→ **EXERCISE DIRECTIONS**
Convert every line of the items below into a JSON list of strings, with one string per line and blank lines omitted.

>> Start INPUT

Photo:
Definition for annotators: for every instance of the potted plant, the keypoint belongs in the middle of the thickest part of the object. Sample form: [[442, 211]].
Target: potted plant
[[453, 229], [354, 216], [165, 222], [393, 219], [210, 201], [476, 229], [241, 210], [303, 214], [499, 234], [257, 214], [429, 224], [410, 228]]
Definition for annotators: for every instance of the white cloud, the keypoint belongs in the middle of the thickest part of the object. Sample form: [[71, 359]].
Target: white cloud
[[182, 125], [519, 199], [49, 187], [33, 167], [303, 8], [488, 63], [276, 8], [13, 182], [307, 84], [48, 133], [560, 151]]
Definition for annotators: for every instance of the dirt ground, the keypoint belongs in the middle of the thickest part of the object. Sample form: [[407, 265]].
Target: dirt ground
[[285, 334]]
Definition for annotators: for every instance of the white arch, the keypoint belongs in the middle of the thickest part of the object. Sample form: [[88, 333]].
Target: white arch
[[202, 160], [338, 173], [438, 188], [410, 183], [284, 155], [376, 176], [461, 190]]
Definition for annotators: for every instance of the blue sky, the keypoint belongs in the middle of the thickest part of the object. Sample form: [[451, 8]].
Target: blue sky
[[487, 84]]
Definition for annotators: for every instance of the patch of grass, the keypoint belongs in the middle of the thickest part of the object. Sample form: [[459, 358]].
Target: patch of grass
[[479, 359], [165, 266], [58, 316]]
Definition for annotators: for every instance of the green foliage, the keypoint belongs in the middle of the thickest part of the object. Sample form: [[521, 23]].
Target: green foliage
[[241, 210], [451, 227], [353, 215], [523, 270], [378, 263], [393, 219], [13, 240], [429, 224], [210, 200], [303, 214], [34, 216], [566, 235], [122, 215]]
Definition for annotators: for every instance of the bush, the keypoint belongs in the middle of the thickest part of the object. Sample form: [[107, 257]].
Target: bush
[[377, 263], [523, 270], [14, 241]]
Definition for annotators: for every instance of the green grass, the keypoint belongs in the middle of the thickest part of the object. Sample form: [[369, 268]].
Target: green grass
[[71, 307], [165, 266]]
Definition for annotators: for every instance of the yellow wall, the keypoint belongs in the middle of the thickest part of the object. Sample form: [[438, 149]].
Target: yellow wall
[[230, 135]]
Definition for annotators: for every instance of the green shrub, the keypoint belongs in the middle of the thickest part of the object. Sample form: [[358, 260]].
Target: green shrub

>> End INPUT

→ **EXERCISE SOLUTION**
[
  "Photo:",
  "Definition for annotators: for every instance of the potted plant, the keypoint belongs in the middle of the thickest part of the object. Sample form: [[442, 211]].",
  "Target: potted plant",
  "[[453, 229], [354, 216], [165, 222], [393, 219], [210, 201], [476, 229], [241, 210], [303, 214], [499, 234], [257, 214], [429, 224], [410, 228]]",
  "Definition for annotators: for every instance of the white cloud, the keypoint belongs in the middle of the thickest part of the object. Sample form: [[71, 359]].",
  "Target: white cloud",
  "[[182, 125], [519, 199], [49, 187], [33, 167], [303, 8], [488, 63], [276, 8], [13, 182], [307, 84], [48, 133], [560, 151]]",
  "Definition for annotators: for every instance of the dirt ground, the keypoint belongs in the middle of the thickest part of the object. Sample form: [[407, 265]].",
  "Target: dirt ground",
  "[[285, 334]]",
  "Definition for annotators: for every instance of the white arch, the keypoint belongs in the middle of the thickest part of the object. Sample form: [[88, 333]].",
  "Target: white arch",
  "[[202, 160], [338, 173], [438, 188], [410, 183], [284, 155], [376, 176], [461, 190]]",
  "Definition for annotators: for every instance of the blue sky, the keypoint belongs in the middle of the thickest part of the object. Sample form: [[451, 8]].",
  "Target: blue sky",
  "[[487, 84]]",
  "Definition for annotators: for every instance of the patch of grass, the keypoint belongs in the middle of the thickest part of the object. Sample form: [[459, 358]].",
  "Target: patch of grass",
  "[[479, 359], [165, 266], [58, 316]]",
  "Definition for annotators: for every instance of the green foliage, the keypoint belongs in the middle of the thickest part of the object. Sample form: [[521, 23]].",
  "Target: green foliage",
  "[[241, 210], [451, 227], [353, 215], [523, 270], [378, 263], [393, 219], [13, 240], [429, 224], [210, 200], [303, 214], [34, 216], [566, 235], [122, 215]]",
  "Definition for annotators: for every instance of the bush, the keypoint belongs in the middle of the thickest part of the object. Sample form: [[107, 257]].",
  "Target: bush",
  "[[377, 263], [523, 270], [14, 241]]",
  "Definition for annotators: for every instance of the green grass, the keypoint belongs in the middle of the thickest part of the object. Sample form: [[369, 268]].",
  "Target: green grass",
  "[[71, 307], [165, 266]]",
  "Definition for annotators: for every instance of the yellow wall, the keypoint belongs in the middle of the thickest part of the object. Sample form: [[438, 149]].",
  "Target: yellow wall",
  "[[230, 135]]",
  "Definition for annotators: for every instance of the green shrub, the keypoint belongs in the middle of the thickest part of the object. Sample form: [[358, 260]].",
  "Target: green shrub"
]